I would like to use regex to format text - regex

I would very much appreciate any help to get the following thing done in notepad ++.
I have more than 40.000 lines like the ones under. All of them are English language tests. They look like this:
Q1 "I know that you don't like seafood but our friends make the best seafood Fettuccini Alfredo I have ever had.
Will you agree to keep an ......... mind and try it before deciding you don't like it?" Jill asked her son.
(a) open (b) airy (c) indifferent (d) ignorant
Q2 The boss was a scary guy. When he called you into his office, you could bet that you would receive the worse
insults you have ever had to endure and there was something about him that would stop anyone from talking
back to him. People immediately froze in their ......... and meekly walked into his office when he called them.
(a) paths (b) tracks (c) cars (d) shoes
Q3 In ......... to change the sink, he would have to turn off the water that runs to the facet. He failed to do so and got
a surprise when water started liberally spraying down on the kitchen floor.
(a) ability (b) possibility (c) plausibility (d) order
Q4 Since the company put a set of sexual harassment rules in ......... incidents of sexual harassment were virtually
non-existent.
(a) ordering (b) place (c) storage (d) foundation
Q5 "Your shed is in pretty poor ......... . The back of the foundation is sinking and there is water getting into it from
the roof. I can't help you with the foundation but we can look for ways to seal it," Rob said to Christian.
(a) mass (b) density (c) support (d) shape
As you can see the questions are not in one line but they are broken with an enter plus an empty line plus and some empty space characters.
I would like to achieve something like this:
Q1 "I know that you don't like seafood but our friends make the best seafood Fettuccini Alfredo I have ever had. Will you agree to keep an ......... mind and try it before deciding you don't like it?" Jill asked her son.
(a) open (b) airy (c) indifferent (d) ignorant
Q2 The boss was a scary guy. When he called you into his office, you could bet that you would receive the worse insults you have ever had to endure and there was something about him that would stop anyone from talking back to him. People immediately froze in their ......... and meekly walked into his office when he called them.
(a) paths (b) tracks (c) cars (d) shoes
Q3 In ......... to change the sink, he would have to turn off the water that runs to the facet. He failed to do so and got a surprise when water started liberally spraying down on the kitchen floor.

Labeled shape records:
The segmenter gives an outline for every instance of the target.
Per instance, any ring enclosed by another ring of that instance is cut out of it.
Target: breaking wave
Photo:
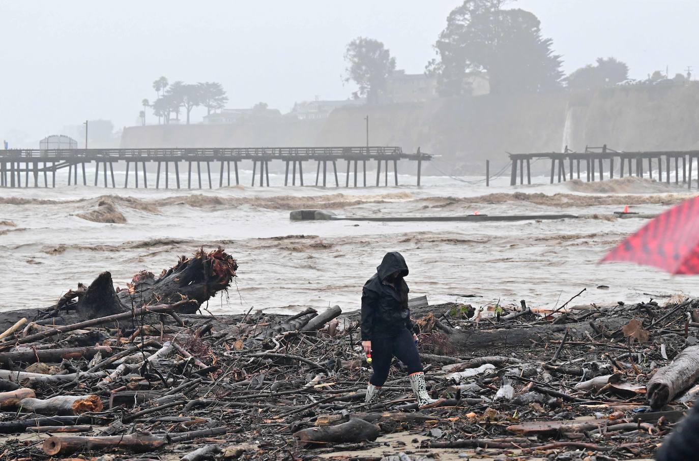
[[[634,176],[594,182],[572,180],[566,182],[565,186],[573,192],[584,193],[661,193],[677,191],[677,187]]]
[[[97,203],[97,207],[85,213],[78,213],[76,216],[96,223],[110,224],[125,224],[127,219],[117,210],[114,202],[109,199],[102,199]]]

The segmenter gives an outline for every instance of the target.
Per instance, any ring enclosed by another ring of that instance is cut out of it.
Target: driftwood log
[[[322,314],[311,319],[301,330],[315,331],[316,330],[319,330],[323,328],[324,325],[342,313],[343,309],[340,309],[340,306],[333,306]]]
[[[194,451],[190,451],[180,458],[180,461],[200,461],[205,458],[211,458],[217,455],[222,451],[223,449],[218,445],[206,445]]]
[[[100,378],[106,374],[104,372],[87,373],[79,372],[68,374],[43,374],[41,373],[30,373],[29,372],[10,372],[8,369],[0,369],[0,379],[8,379],[21,383],[27,387],[31,387],[35,383],[61,384],[74,381],[79,378]]]
[[[0,421],[0,434],[16,434],[24,432],[28,427],[63,425],[73,426],[80,424],[92,424],[94,418],[87,416],[51,416],[50,418],[30,418],[29,419],[15,419],[10,421]],[[104,423],[104,420],[101,420]]]
[[[46,439],[43,442],[43,451],[50,456],[65,455],[82,450],[105,450],[117,448],[143,453],[154,451],[166,444],[167,441],[162,437],[143,433],[106,437],[68,435]]]
[[[571,334],[582,336],[586,332],[597,334],[597,330],[614,332],[626,325],[629,318],[621,316],[603,318],[593,321],[577,322],[567,325],[544,325],[526,328],[499,328],[497,330],[457,330],[445,327],[449,344],[457,351],[470,352],[493,347],[531,344],[531,342],[560,339],[566,328]],[[593,323],[594,326],[591,325]]]
[[[35,341],[45,339],[60,333],[66,333],[75,330],[80,330],[80,328],[103,325],[105,323],[109,323],[110,322],[125,320],[127,319],[136,319],[147,314],[167,314],[171,312],[177,312],[178,309],[187,308],[192,304],[196,305],[196,302],[191,300],[182,300],[172,305],[161,305],[157,306],[151,306],[150,307],[143,307],[142,309],[137,309],[135,311],[129,311],[128,312],[115,314],[114,315],[109,315],[104,317],[100,317],[99,319],[87,320],[82,322],[78,322],[78,323],[73,323],[71,325],[57,326],[51,328],[50,330],[25,336],[24,337],[20,338],[15,341],[1,342],[0,343],[0,350],[6,350],[13,347],[16,344],[26,344]]]
[[[95,347],[66,347],[59,349],[37,349],[36,351],[22,351],[20,352],[0,352],[0,365],[9,367],[12,364],[36,363],[44,362],[59,363],[64,359],[92,358],[98,353],[106,357],[112,354],[112,348],[108,346]]]
[[[222,248],[208,253],[199,250],[191,258],[180,256],[176,265],[164,270],[157,279],[151,272],[138,272],[117,297],[125,309],[171,304],[182,299],[194,300],[201,305],[227,288],[237,270],[238,262]],[[195,312],[196,308],[183,310],[185,314]]]
[[[0,393],[0,409],[13,409],[20,406],[22,399],[36,397],[32,389],[20,388],[17,390]]]
[[[661,408],[699,379],[699,346],[690,346],[653,375],[647,386],[648,402]]]
[[[379,427],[359,418],[336,426],[309,427],[294,432],[294,437],[302,442],[346,444],[374,441],[379,437]]]
[[[102,400],[99,395],[58,395],[50,399],[22,399],[22,409],[40,415],[80,415],[87,411],[101,411]]]
[[[38,426],[27,427],[27,432],[89,432],[92,430],[92,426],[85,424],[75,426]]]

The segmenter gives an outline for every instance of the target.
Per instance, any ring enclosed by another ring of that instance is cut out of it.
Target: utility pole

GIVEN INSTRUCTION 1:
In the regex question, rewrite the paragraph beginning "As you can see the questions" more briefly, keeping its main facts.
GIVEN INSTRUCTION 2:
In the regex question, which program does the poster want to use to reformat the lines?
GIVEN INSTRUCTION 3:
Continue the regex question about joining broken test lines from the point where it stops.

RESULT 1:
The questions don't sit on single lines. Each one is broken by a line break, an empty line and some spaces.

RESULT 2:
Notepad++.

RESULT 3:
(a) ability (b) possibility (c) plausibility (d) order
Q4 Since the company put a set of sexual harassment rules in ......... incidents of sexual harassment were virtually non-existent.
(a) ordering (b) place (c) storage (d) foundation
Q5 "Your shed is in pretty poor ......... . The back of the foundation is sinking and there is water getting into it from the roof. I can't help you with the foundation but we can look for ways to seal it," Rob said to Christian.
(a) mass (b) density (c) support (d) shape
So I need all the questions in one line, one long line as long as the question until it ends. The question options must be under them as they are, I think I do not need to change the question options (a, b, c, d) only the questions.
Manually, I would have to go line by line and delete the characters until the questions are one line each. With tens of thousands of questions, it would be a difficult thing to do. Is there a way that it could be done in Notepad ++ with regex?
If it helps, each and every question starts with Q1, Q2, Q3 and so on up until Q10. All the lines that start with (a) are question options.

Two approaches:
Based on the fact, that the start of the lines you want attach is always indented, you can use
\R++\h++([^(])
and replace with $1.
Or based on the fact that you don't want to merge lines starting with an opening bracket or Q number, you can use
\R++\h*+((?!Q\d)[^(])
and again replace with $1.

You can use the following regex:
Q(.*)(\r?\n)+\h+(\w)
and replacement:
Q\1 \3
or
Q(.+)\v+\h+(\w)
and replacement:
Q\1 \2
Click on Replace All a couple of times and it will be done.
EXPLANATIONS:
Q(.+)\v+\h+(\w) will select all lines starting with Q followed by one or several characters and ending by one or several EOL/Carriage return char themselves followed by several horizontal space characters then followed by a word char to avoid taking the answers into account.
Then you replace the whole thing by Q\1 \2: the Q the first line of the question a space and the second line of the question (by using backreferences)
You need to click several times on replace all until no occurence is replaced.
Let me know if anything is unclear.
TESTED:

Try this with Find+Replace:
(\n\s+)(\s\w)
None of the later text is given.